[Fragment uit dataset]
= = = = = = =

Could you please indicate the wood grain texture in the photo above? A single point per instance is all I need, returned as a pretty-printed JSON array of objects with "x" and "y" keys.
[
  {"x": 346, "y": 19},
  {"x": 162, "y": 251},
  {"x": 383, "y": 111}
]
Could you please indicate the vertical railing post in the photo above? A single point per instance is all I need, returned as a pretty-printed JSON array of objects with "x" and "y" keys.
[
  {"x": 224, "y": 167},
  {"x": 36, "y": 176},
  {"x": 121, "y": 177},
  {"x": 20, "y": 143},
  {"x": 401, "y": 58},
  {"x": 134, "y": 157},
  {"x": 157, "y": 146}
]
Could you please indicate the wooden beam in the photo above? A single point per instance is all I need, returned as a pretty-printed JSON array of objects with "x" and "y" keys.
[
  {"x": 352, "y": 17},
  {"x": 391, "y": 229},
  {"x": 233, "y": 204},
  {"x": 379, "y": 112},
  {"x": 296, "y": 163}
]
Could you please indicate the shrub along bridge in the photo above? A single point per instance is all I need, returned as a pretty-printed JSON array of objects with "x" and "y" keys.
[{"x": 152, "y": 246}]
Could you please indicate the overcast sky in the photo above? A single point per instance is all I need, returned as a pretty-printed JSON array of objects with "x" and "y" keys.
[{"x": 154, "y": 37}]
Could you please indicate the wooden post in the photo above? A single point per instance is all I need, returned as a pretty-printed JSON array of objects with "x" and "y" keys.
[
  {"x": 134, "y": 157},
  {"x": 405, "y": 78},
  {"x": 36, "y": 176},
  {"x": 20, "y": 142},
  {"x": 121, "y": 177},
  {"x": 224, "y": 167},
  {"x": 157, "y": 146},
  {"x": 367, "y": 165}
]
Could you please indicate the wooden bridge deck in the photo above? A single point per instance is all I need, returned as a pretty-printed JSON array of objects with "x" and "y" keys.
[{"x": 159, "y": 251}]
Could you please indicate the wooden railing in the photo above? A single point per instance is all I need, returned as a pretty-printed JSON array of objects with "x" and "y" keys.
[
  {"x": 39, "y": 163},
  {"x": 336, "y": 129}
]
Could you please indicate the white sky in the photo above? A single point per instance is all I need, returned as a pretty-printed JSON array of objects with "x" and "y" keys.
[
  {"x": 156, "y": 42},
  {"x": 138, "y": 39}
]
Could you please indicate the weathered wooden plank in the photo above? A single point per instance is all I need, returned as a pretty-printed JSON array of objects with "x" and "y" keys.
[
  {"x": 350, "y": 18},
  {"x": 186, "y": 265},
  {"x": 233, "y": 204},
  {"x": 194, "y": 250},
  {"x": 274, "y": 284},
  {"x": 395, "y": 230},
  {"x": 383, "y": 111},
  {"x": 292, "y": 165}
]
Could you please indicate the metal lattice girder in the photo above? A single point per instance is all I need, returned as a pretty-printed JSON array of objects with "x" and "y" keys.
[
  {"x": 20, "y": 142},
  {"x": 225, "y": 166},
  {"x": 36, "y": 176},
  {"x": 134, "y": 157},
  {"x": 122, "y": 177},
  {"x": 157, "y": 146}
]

= = = = = = =

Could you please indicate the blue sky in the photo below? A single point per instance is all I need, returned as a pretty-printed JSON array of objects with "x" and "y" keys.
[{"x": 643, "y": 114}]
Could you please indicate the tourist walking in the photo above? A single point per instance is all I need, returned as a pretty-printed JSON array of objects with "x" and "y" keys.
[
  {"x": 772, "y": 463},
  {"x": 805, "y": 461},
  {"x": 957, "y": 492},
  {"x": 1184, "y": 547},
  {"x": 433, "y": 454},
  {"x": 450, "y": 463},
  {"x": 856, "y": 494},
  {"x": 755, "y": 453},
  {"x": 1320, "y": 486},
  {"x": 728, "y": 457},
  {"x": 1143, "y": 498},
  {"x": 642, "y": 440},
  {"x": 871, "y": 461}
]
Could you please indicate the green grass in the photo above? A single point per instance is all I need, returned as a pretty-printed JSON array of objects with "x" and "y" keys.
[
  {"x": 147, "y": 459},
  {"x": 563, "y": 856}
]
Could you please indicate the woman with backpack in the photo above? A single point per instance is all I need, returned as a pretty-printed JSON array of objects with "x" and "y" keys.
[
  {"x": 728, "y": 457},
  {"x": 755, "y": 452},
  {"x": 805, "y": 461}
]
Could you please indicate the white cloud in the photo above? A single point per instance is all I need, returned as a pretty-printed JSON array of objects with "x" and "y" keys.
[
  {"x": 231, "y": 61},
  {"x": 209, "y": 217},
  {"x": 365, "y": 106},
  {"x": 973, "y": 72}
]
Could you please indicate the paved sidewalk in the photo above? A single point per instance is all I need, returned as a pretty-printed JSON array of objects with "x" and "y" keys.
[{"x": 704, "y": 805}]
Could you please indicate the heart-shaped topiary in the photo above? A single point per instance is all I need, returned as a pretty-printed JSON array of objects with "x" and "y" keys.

= = = = = = =

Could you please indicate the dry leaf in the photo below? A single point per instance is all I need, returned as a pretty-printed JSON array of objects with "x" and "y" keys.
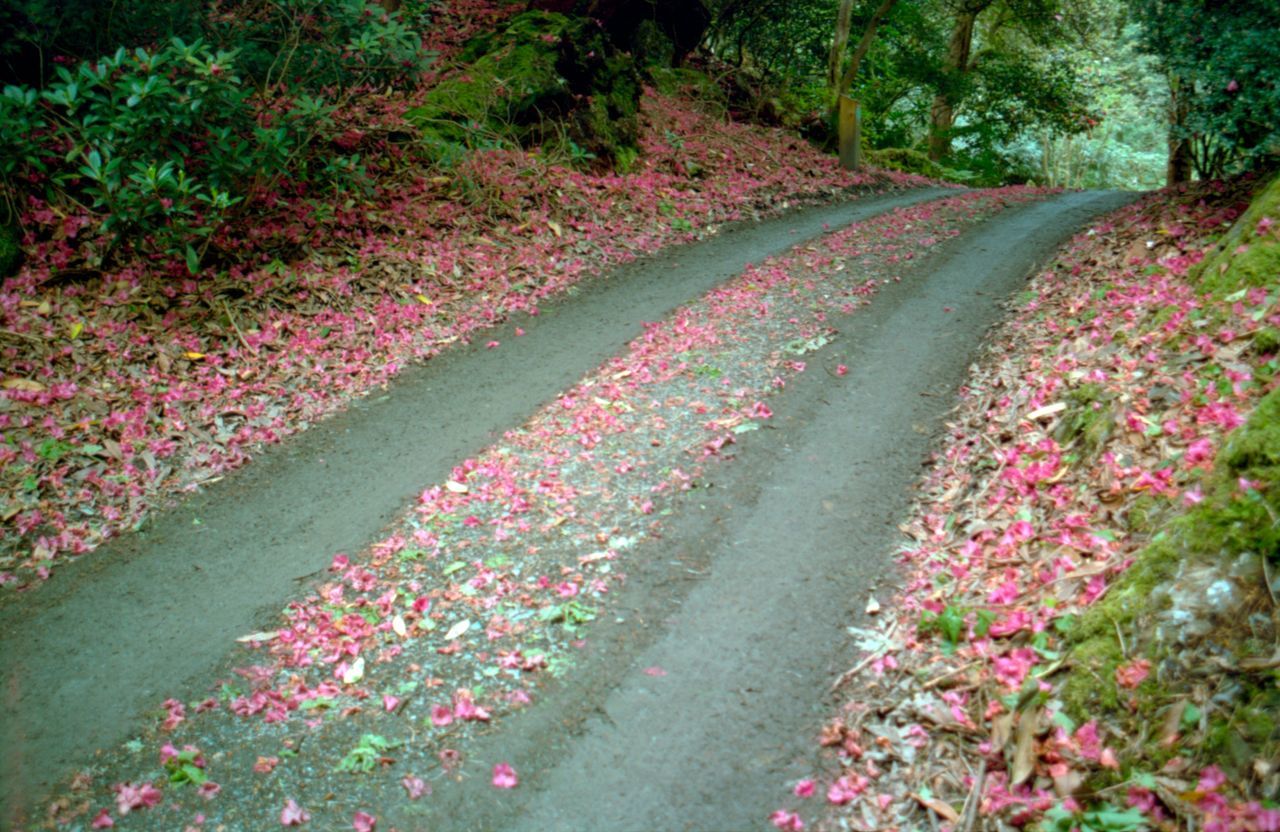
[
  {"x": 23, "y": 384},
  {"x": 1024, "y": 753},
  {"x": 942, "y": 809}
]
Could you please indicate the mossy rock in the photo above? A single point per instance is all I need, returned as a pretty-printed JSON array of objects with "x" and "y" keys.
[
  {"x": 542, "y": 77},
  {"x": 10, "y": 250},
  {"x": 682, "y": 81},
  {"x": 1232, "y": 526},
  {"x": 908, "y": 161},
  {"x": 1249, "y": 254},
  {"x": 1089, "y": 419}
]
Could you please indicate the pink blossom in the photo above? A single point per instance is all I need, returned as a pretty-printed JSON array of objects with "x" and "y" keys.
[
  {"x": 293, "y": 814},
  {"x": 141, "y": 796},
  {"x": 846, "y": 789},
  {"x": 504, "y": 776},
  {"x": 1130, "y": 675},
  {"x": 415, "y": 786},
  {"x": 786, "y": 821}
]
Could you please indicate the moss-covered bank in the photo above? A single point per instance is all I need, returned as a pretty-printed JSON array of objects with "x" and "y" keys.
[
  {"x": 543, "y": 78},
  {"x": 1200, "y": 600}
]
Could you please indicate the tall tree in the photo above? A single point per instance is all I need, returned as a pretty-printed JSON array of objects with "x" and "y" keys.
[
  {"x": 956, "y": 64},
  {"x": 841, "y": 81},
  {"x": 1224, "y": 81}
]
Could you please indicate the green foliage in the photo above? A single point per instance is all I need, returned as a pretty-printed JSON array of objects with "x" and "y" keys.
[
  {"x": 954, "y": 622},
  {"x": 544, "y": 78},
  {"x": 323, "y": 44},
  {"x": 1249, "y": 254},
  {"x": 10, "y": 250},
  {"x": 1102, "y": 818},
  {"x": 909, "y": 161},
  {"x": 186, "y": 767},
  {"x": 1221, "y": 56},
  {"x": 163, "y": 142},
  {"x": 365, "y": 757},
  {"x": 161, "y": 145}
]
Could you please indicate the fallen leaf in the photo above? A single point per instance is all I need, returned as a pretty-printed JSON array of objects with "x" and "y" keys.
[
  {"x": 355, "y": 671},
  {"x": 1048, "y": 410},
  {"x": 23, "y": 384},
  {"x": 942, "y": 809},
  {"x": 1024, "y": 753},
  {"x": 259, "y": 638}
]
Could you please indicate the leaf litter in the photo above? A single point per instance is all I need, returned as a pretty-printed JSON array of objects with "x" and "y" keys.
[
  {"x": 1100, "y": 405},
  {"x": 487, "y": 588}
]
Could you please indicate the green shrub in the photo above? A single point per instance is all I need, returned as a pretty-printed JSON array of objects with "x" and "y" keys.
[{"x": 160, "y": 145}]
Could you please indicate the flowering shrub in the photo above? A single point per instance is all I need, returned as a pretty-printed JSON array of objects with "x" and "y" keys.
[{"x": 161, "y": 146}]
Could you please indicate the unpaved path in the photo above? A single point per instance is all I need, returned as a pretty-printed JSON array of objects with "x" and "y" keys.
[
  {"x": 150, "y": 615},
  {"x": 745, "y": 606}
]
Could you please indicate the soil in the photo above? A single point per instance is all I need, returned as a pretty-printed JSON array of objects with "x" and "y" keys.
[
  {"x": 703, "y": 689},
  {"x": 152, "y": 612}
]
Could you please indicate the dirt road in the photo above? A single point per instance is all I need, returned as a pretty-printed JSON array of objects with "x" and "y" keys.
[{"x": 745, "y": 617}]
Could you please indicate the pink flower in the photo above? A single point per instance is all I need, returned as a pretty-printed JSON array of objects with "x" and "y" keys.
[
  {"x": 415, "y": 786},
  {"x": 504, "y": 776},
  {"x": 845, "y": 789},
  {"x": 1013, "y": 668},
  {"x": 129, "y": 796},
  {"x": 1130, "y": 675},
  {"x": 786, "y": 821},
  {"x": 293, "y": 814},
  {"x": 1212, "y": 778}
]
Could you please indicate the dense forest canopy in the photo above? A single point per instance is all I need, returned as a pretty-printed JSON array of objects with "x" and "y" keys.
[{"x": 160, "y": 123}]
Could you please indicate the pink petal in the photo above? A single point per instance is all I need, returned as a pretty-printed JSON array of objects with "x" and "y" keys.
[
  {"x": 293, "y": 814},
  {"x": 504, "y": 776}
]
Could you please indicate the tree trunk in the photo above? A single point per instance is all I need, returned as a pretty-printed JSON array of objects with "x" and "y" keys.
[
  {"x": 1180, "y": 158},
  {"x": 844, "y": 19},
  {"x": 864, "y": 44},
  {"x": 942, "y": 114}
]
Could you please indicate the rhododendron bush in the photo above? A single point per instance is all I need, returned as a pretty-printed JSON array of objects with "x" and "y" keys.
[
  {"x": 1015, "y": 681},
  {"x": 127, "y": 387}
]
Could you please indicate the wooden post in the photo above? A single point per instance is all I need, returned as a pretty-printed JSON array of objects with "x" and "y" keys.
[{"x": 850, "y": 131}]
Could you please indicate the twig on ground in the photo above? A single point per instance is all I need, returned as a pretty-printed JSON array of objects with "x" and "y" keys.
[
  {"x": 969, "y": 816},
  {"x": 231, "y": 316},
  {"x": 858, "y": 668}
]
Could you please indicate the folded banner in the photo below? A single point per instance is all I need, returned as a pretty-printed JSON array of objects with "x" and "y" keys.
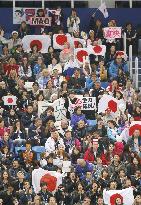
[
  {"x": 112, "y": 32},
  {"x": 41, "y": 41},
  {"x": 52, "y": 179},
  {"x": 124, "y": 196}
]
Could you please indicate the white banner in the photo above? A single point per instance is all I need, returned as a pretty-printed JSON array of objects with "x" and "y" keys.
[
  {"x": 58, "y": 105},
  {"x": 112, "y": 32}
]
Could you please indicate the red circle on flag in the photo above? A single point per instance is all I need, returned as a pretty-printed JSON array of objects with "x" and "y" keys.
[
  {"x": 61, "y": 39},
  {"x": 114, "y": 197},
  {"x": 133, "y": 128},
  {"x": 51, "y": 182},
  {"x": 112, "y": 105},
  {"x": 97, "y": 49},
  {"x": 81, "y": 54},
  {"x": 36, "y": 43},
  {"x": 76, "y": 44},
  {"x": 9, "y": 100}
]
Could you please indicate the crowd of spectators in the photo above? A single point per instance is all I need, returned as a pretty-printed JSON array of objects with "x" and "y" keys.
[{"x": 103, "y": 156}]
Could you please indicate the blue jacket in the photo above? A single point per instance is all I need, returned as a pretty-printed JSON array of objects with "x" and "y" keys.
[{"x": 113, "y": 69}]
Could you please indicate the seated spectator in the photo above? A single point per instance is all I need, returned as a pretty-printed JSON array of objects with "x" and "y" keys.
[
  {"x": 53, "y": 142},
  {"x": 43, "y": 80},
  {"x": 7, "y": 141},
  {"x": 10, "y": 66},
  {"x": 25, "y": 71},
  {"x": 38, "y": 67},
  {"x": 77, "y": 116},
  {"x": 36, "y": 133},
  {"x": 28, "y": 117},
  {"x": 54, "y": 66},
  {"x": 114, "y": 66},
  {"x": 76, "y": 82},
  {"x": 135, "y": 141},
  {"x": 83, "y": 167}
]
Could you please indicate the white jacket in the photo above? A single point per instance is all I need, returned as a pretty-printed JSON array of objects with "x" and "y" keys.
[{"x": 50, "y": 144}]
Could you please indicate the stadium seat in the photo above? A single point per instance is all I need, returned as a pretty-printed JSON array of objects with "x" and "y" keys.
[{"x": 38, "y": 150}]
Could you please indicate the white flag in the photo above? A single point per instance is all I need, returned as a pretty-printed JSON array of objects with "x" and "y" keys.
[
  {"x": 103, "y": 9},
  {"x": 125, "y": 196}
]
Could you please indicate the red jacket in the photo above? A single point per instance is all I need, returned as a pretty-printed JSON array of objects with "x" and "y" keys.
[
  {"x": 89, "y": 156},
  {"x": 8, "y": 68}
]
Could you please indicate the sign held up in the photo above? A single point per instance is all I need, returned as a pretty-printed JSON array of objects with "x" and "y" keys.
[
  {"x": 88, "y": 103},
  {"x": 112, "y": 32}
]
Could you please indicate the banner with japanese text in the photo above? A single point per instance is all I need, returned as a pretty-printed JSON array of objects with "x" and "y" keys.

= = = = = = =

**DETAILS OPGAVE:** Haal uit de vermeldingen hierboven elke regel waarin het woord "banner" voorkomt. Neem die regels letterlijk over.

**OPLOSSING OPGAVE:**
Could you please indicate the folded banner in the photo below? A single point per instance is all I need, returned as a pretty-printed JSON array of objects with "x" and "y" keys.
Could you please indicate the white banner in the photo above? A single point per instance is all I need, returned as a pretty-printed JSON array of objects with "x" and "y" keys.
Could you please indicate the banner with japanese text in the photo above? A single point per instance is all I need, returned as a pretty-printed JSON array of objects with "x" and "y" keys.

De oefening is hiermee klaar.